▶ Passage provided

/---

Most treating physicians are unethical and will say anything/sign anything in return for a fee and the claimant's ongoing business.

The "treating physician" rule is a misnomer; it should be styled the "treating liar" rule.

Anonymous said...

A lot of what I am reading is based on what appears to be an implicit belief that the claimant's subjective reports are 100% accurate and should be given great weight.

For example, all too often treating source treatment notes don't document all that much in the way of objective findings or observations--their MSSs often contain allegations that are not found anywhere outside the claimant's reports. Thus, if the claimant's reports are not given great weight, suddenly the MSS is not so accurate a portrayal of the claimant's functioning and is therefore not entitled to great weight (since it is based largely on these reports).

\---

▶ Data supplied

/---

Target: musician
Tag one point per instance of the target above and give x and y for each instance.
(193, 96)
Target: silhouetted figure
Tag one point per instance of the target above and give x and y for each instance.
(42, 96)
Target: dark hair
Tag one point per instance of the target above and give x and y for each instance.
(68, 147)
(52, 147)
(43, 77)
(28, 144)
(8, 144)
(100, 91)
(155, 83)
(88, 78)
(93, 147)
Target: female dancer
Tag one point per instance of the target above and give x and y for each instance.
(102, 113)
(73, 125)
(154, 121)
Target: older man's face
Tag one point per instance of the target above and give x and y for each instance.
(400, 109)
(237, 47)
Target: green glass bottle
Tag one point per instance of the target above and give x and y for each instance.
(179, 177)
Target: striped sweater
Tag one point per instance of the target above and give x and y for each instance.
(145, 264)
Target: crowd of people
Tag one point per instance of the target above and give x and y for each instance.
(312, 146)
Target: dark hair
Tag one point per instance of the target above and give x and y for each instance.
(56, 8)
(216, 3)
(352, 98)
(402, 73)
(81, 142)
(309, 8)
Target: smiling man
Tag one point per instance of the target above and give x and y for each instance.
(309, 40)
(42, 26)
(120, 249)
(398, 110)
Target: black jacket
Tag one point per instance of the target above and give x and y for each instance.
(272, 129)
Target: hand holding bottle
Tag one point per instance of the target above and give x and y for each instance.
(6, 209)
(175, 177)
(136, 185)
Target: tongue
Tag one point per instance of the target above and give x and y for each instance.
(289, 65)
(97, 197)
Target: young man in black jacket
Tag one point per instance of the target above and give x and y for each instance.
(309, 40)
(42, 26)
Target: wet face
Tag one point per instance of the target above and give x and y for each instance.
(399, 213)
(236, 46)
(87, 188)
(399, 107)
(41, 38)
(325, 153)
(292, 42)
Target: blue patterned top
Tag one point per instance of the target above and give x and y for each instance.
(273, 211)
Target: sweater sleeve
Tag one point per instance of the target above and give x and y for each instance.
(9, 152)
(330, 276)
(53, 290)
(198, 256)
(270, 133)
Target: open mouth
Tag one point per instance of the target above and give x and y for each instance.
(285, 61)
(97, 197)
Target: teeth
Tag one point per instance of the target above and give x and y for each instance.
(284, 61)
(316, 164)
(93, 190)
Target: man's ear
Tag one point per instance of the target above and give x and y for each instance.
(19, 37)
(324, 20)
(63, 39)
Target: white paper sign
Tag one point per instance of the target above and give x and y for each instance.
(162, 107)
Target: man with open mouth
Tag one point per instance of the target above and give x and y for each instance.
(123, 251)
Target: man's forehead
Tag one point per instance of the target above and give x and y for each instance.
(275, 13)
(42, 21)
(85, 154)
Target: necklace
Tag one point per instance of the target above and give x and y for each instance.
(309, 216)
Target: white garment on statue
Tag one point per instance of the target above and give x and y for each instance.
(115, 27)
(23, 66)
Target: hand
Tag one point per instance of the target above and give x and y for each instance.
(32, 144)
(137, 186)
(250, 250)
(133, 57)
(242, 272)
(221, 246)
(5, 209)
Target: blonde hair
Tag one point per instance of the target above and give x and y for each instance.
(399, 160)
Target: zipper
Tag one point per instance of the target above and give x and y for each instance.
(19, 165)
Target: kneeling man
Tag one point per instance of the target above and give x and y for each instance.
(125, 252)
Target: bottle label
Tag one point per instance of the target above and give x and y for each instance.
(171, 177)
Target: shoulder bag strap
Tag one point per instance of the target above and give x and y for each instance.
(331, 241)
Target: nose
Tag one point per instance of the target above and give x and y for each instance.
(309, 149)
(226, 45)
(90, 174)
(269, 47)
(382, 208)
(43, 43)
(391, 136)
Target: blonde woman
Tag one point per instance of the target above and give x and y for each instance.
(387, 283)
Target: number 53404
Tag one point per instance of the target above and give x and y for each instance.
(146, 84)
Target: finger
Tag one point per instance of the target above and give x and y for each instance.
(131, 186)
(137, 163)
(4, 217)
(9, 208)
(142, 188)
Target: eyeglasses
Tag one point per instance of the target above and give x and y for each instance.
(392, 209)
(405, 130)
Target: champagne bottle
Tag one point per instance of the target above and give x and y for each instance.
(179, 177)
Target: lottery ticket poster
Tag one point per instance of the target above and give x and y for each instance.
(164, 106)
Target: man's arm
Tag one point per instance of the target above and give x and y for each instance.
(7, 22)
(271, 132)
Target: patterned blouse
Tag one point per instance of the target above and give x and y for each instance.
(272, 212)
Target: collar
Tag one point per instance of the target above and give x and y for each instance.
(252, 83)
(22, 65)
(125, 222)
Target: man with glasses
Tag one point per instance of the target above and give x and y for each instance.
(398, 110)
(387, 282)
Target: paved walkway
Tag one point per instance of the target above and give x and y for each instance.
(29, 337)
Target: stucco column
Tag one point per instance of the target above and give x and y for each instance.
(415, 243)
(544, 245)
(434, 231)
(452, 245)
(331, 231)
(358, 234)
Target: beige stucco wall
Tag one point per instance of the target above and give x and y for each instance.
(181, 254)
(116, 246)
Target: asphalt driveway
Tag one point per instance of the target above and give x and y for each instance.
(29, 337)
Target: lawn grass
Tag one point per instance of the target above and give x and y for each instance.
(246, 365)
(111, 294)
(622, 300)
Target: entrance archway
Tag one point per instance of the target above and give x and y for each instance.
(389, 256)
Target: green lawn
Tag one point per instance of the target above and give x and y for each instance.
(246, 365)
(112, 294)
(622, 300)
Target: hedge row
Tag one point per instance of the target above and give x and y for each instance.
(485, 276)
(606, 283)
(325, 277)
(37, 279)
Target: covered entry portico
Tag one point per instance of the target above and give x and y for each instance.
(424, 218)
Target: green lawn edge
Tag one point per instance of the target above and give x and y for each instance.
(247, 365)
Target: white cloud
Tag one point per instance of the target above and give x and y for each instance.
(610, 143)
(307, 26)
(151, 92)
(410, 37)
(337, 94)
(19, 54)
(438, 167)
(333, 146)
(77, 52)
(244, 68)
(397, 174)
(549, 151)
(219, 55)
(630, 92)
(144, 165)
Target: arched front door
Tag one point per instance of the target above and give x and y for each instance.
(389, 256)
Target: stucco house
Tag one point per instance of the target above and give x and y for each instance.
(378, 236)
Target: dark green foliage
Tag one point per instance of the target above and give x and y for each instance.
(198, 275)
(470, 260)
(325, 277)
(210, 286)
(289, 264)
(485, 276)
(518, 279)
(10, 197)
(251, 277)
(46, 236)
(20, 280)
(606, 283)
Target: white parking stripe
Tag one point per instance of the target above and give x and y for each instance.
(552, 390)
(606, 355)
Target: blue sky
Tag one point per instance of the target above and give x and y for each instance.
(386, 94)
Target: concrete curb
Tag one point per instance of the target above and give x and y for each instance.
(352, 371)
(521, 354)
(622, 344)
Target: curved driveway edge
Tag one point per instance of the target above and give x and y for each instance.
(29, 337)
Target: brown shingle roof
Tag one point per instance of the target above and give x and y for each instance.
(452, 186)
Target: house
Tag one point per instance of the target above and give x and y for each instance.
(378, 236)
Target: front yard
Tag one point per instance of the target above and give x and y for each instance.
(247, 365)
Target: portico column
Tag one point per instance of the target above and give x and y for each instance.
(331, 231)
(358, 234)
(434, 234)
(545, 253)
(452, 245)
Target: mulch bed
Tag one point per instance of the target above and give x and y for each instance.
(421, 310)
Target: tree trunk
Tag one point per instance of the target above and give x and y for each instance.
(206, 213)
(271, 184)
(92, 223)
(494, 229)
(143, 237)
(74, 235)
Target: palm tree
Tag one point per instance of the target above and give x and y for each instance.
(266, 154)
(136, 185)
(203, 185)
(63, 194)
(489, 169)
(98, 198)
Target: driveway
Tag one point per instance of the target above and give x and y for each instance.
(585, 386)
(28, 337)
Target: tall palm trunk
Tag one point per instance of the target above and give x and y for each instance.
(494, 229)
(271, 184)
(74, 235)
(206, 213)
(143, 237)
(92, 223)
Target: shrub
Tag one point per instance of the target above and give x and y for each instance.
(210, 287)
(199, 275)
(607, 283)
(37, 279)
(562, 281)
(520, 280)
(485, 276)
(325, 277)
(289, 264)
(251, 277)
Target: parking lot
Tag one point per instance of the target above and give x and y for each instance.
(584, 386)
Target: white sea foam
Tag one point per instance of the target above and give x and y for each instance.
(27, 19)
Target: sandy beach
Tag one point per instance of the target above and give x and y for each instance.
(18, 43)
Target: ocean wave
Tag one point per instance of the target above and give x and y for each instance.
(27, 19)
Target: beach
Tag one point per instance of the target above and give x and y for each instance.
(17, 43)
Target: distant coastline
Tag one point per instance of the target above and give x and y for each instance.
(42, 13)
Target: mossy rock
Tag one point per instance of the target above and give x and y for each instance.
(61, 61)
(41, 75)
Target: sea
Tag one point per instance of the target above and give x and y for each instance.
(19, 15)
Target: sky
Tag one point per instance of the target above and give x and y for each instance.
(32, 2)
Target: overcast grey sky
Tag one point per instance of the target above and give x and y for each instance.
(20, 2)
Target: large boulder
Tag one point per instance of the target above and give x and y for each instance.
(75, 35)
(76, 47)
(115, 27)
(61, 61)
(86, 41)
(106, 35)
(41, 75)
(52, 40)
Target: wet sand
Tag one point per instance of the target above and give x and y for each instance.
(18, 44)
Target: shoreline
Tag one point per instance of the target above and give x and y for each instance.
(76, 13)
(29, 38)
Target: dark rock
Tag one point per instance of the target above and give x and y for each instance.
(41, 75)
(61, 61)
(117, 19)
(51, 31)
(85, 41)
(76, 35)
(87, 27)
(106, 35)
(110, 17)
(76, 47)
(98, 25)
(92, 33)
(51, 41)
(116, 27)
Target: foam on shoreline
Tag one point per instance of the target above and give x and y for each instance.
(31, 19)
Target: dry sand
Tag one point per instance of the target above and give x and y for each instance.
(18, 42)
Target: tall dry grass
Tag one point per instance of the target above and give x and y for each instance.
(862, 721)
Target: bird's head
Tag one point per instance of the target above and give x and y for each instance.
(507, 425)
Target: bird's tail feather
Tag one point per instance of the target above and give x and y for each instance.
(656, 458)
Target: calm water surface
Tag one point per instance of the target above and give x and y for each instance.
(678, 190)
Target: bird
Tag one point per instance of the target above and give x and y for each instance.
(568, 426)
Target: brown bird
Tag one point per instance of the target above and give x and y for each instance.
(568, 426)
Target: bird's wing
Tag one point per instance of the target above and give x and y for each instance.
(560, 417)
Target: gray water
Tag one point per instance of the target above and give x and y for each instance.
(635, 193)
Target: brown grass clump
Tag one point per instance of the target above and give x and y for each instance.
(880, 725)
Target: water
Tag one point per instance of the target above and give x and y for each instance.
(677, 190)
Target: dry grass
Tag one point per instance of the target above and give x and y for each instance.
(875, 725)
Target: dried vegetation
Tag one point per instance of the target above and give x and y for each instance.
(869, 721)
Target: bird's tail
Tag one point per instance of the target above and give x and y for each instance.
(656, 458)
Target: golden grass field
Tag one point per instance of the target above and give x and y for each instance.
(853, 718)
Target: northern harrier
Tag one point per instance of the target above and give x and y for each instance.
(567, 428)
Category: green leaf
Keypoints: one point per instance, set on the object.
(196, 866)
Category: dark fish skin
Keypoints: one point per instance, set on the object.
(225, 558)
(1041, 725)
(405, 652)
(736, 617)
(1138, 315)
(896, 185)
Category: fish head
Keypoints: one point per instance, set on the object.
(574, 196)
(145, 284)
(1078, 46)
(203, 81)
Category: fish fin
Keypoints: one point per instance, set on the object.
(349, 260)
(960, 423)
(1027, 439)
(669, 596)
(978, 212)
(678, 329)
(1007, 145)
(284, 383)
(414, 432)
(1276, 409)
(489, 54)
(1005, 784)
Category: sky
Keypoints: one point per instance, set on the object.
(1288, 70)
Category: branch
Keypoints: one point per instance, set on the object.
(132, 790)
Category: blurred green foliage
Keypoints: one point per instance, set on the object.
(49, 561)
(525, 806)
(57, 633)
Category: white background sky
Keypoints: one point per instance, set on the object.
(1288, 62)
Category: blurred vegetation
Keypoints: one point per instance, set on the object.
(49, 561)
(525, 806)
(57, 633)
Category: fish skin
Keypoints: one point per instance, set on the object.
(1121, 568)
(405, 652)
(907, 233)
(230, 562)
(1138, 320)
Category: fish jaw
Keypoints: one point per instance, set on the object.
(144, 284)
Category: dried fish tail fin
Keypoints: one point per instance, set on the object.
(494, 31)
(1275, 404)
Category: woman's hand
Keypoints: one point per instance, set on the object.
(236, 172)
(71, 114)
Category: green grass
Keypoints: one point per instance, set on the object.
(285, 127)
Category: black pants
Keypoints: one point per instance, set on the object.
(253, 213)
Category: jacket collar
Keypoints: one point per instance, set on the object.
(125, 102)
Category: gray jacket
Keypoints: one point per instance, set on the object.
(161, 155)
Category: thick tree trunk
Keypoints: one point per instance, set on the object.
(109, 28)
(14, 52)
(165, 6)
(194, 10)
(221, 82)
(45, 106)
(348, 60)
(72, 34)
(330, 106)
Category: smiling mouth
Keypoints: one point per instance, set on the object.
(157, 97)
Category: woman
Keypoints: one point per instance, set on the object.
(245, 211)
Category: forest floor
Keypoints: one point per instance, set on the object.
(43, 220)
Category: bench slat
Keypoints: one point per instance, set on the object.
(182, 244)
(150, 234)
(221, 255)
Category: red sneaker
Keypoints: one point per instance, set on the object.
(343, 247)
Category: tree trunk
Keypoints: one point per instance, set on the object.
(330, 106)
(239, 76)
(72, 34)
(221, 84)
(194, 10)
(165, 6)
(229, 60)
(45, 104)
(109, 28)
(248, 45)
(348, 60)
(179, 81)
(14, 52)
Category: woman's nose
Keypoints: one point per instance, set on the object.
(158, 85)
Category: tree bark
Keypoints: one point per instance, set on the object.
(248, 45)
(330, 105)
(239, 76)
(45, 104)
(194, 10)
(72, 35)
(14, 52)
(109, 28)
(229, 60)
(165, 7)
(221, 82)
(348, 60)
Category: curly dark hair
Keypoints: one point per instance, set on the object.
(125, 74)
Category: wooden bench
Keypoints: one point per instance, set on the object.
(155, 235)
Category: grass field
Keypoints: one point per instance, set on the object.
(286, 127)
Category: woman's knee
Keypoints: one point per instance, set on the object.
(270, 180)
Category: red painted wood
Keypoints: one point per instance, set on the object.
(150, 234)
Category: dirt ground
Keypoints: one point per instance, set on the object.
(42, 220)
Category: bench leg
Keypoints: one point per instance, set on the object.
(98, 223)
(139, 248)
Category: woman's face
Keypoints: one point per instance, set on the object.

\---

▶ Parts of the exercise
1/ Copy the comments on the treating physician rule word for word, starting at "A lot of what" and ending at "given great weight.".
2/ In the comments on the treating physician rule, what name does the first commenter say the rule should be given instead?
The records have no connection to the text.

▶ Solutions
1/
A lot of what I am reading is based on what appears to be an implicit belief that the claimant's subjective reports are 100% accurate and should be given great weight.

2/ The "treating liar" rule.